* [EXERCISE INSTRUCTIONS] When you reach the records below, repeat each one exactly as written.

▼

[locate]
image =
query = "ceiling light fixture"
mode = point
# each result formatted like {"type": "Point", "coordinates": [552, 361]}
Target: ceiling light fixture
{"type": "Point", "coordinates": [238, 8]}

▲

* [SOLUTION BELOW]
[locate]
image =
query = "ceiling light fixture"
mode = point
# each result formatted like {"type": "Point", "coordinates": [552, 361]}
Target: ceiling light fixture
{"type": "Point", "coordinates": [238, 8]}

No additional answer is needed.